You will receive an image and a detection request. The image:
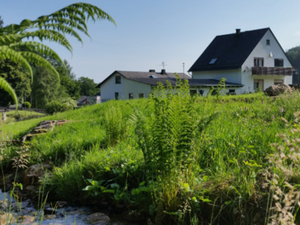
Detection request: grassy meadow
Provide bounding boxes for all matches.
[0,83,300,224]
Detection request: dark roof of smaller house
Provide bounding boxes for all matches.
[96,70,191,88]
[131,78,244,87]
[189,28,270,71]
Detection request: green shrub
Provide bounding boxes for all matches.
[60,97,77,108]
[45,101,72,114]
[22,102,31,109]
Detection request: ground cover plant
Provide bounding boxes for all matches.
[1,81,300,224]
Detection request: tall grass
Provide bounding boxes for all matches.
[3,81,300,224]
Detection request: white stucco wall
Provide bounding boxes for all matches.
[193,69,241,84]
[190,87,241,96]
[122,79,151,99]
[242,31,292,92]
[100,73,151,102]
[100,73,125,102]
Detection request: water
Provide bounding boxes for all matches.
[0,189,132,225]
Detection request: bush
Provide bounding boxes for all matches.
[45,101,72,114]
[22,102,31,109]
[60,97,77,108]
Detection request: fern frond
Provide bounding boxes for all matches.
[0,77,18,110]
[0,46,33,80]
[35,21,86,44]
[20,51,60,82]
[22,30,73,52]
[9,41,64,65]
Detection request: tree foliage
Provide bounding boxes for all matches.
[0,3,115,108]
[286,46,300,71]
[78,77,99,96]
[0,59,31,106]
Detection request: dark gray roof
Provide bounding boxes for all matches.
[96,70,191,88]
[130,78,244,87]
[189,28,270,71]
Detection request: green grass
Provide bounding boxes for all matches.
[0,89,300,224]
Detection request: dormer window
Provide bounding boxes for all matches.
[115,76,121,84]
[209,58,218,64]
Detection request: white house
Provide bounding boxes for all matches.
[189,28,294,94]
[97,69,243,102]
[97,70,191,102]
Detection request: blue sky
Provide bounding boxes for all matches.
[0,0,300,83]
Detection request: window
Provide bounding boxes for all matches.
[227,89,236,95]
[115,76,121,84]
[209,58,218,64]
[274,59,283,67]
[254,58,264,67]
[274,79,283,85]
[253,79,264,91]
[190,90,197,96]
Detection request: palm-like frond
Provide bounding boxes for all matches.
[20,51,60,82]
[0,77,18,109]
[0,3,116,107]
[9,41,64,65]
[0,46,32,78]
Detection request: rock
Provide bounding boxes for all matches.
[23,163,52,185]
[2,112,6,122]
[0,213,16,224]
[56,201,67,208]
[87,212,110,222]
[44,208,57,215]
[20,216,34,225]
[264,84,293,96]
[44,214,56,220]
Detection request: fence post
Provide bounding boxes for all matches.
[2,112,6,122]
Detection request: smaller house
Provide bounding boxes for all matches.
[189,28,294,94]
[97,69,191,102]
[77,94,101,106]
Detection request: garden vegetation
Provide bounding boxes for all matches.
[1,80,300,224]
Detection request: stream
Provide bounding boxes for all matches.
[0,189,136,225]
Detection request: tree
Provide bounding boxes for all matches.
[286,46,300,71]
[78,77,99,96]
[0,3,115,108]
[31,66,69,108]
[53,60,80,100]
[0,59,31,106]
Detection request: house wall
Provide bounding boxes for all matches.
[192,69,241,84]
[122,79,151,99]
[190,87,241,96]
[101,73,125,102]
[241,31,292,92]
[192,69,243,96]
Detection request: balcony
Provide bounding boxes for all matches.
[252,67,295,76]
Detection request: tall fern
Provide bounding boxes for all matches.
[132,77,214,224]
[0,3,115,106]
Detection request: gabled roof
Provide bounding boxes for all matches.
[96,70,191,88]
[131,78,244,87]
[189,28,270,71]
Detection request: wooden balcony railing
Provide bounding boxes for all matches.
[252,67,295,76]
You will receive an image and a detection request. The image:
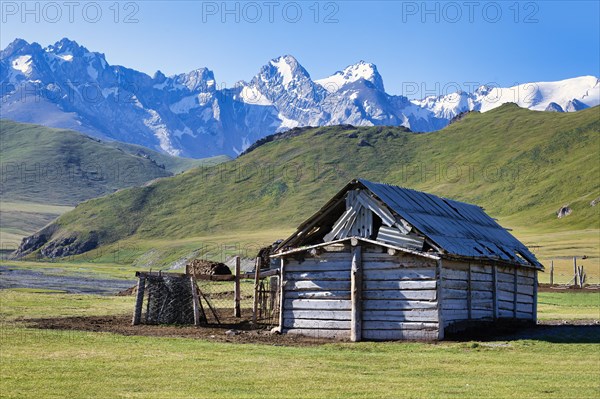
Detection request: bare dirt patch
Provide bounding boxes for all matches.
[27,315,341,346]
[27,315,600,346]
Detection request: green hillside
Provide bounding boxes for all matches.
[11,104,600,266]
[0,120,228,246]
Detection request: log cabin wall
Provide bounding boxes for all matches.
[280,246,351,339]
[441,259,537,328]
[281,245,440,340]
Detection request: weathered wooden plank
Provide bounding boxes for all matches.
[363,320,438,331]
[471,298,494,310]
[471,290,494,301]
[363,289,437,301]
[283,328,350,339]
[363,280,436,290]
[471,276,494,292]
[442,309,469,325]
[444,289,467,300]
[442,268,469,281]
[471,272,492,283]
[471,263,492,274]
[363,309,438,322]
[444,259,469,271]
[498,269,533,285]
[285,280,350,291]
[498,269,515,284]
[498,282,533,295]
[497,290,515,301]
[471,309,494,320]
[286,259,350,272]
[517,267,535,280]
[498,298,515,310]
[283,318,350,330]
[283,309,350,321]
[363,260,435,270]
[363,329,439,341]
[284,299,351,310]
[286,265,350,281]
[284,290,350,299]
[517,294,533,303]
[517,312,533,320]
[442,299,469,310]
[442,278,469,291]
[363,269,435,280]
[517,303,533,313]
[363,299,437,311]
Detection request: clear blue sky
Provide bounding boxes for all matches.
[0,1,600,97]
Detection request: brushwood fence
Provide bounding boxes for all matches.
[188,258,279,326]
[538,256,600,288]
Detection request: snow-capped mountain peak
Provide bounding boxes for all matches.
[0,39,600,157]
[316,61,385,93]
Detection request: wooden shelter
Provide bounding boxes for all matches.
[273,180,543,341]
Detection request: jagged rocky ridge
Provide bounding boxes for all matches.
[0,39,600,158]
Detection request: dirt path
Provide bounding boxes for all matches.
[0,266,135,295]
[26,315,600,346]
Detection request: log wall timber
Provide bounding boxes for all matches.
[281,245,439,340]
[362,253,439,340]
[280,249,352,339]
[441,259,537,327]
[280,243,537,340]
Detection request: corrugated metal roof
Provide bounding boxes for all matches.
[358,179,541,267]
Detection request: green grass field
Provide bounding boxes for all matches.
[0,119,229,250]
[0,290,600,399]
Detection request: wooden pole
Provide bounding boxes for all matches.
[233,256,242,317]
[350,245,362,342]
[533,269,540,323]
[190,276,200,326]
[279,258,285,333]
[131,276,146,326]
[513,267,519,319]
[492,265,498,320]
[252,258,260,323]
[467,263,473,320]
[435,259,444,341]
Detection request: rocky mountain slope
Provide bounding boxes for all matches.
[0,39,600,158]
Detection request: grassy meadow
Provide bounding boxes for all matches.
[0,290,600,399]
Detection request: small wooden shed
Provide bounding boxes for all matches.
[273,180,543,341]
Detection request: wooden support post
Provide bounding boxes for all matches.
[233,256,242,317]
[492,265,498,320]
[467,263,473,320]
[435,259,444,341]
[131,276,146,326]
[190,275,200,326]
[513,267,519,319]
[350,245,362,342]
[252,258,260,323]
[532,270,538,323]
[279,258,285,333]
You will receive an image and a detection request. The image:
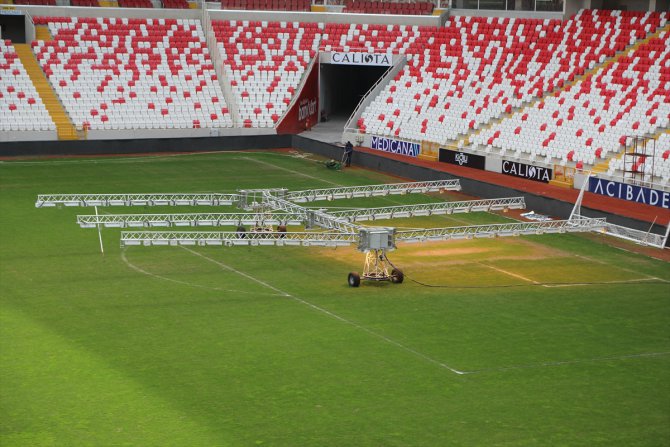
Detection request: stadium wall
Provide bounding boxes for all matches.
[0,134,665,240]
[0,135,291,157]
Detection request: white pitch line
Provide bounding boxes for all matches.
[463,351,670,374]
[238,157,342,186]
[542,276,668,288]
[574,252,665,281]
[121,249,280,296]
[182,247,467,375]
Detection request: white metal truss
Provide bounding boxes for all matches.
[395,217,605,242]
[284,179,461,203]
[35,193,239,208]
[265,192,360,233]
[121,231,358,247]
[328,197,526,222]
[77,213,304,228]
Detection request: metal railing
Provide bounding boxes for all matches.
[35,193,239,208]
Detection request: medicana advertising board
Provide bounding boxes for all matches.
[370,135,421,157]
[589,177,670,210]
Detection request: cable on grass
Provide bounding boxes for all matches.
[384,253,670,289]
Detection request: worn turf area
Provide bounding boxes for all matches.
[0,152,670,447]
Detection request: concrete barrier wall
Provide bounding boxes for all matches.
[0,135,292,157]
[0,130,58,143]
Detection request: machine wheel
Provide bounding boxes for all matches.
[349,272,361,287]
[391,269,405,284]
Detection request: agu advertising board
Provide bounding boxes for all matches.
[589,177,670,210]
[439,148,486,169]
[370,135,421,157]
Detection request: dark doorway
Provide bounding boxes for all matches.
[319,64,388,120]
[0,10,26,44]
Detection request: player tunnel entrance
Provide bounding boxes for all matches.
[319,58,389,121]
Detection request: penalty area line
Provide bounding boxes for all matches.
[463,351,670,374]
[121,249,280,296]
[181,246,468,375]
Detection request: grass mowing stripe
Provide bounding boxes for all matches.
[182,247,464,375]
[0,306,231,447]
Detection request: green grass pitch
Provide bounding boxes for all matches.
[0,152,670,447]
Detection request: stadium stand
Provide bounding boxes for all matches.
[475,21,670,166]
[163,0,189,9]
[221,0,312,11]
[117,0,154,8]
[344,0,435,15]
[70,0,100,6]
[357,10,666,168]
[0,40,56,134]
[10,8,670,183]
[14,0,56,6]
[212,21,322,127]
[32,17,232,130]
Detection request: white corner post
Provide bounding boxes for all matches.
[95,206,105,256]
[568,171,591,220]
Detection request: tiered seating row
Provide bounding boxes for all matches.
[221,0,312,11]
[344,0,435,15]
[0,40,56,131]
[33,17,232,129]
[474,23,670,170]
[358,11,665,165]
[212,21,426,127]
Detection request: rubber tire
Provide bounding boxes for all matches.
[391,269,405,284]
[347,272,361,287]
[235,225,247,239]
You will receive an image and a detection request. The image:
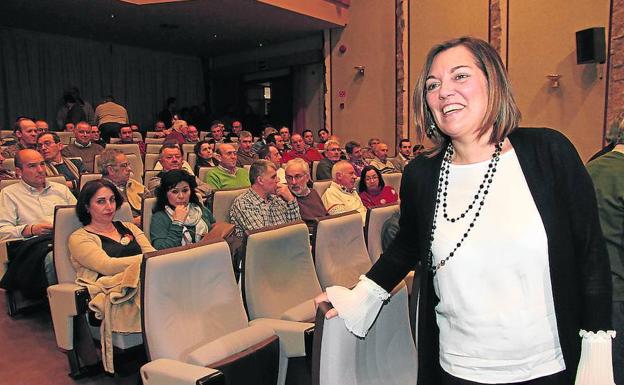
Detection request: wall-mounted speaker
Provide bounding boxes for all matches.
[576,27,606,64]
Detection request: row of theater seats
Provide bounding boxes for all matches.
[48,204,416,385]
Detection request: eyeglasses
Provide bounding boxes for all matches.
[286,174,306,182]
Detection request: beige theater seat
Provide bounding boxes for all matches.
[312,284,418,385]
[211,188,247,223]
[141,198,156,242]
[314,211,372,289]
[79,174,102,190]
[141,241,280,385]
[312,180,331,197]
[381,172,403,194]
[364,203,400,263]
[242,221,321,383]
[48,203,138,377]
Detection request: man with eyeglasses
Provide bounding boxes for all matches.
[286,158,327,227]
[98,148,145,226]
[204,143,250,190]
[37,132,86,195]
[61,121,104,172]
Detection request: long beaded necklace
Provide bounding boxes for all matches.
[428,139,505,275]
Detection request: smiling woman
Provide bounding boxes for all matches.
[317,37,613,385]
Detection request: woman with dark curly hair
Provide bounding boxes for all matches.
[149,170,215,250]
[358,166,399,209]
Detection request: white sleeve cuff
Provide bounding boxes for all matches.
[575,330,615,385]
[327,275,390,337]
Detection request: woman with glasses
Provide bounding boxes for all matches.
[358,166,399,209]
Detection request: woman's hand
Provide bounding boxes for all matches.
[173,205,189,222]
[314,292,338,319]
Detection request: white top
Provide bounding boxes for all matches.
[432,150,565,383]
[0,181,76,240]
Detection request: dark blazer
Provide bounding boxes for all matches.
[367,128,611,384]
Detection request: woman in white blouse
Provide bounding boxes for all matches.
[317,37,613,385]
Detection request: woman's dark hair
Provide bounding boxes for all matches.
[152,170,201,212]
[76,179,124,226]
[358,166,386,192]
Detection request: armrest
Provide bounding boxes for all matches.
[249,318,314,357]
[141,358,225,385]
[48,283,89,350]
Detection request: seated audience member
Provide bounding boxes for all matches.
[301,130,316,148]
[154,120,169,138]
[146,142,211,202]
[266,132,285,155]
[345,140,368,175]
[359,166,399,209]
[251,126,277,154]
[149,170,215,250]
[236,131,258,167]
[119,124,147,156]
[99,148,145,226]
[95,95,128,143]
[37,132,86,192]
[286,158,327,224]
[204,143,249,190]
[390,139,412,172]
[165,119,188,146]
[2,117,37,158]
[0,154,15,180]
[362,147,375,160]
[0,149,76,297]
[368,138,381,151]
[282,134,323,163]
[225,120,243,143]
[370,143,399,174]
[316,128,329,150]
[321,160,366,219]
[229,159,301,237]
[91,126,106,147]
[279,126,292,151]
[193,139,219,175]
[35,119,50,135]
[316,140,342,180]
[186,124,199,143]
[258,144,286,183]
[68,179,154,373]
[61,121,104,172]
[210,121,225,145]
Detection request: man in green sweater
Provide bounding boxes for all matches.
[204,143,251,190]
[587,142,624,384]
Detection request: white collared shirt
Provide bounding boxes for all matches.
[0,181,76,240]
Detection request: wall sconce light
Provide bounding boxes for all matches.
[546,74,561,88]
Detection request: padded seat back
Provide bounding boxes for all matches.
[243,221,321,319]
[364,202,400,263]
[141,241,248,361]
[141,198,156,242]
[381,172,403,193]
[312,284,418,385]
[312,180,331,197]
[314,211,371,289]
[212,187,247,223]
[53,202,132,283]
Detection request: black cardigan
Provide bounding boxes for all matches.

-=-=-

→ **Problem**
Reproduce the records above verbatim, starting at the line that contains "Detection request: player tunnel entrance" and ending at the line that contains "[576,27,606,64]". Leave the pictures out.

→ **Solution for this problem**
Detection request: player tunnel entrance
Provide bounding boxes for all matches.
[319,58,389,121]
Detection request: penalty area line
Provide bounding boxes for all matches.
[463,351,670,374]
[121,249,280,296]
[181,246,468,375]
Detection request: grass mowing stripe
Provide bounding boxes for all matches.
[182,247,464,375]
[0,306,231,447]
Detection request: green grass pitch
Provide bounding boxes for all matches.
[0,152,670,447]
Detection request: stadium stand
Provide bounding boxes for all matches.
[475,21,670,166]
[163,0,189,9]
[221,0,312,11]
[117,0,154,8]
[344,0,435,15]
[70,0,100,6]
[357,10,666,168]
[0,40,56,134]
[10,8,670,183]
[14,0,56,6]
[212,21,322,127]
[32,17,232,130]
Detection request: white corner post
Provide bounding boxes for all matches.
[95,206,105,256]
[568,171,591,220]
Detection request: tiered seating row
Provide bounding boxes for all matches.
[221,0,312,11]
[344,0,435,15]
[0,40,56,131]
[33,17,232,129]
[474,23,670,170]
[358,11,665,165]
[212,21,426,127]
Detection request: rubber tire
Provide bounding boxes for all matches.
[391,269,405,284]
[347,272,361,287]
[235,225,247,239]
You will receive an image and a detection request. The image:
Detection request: wall-mounted speaker
Provide bounding boxes for all matches.
[576,27,606,64]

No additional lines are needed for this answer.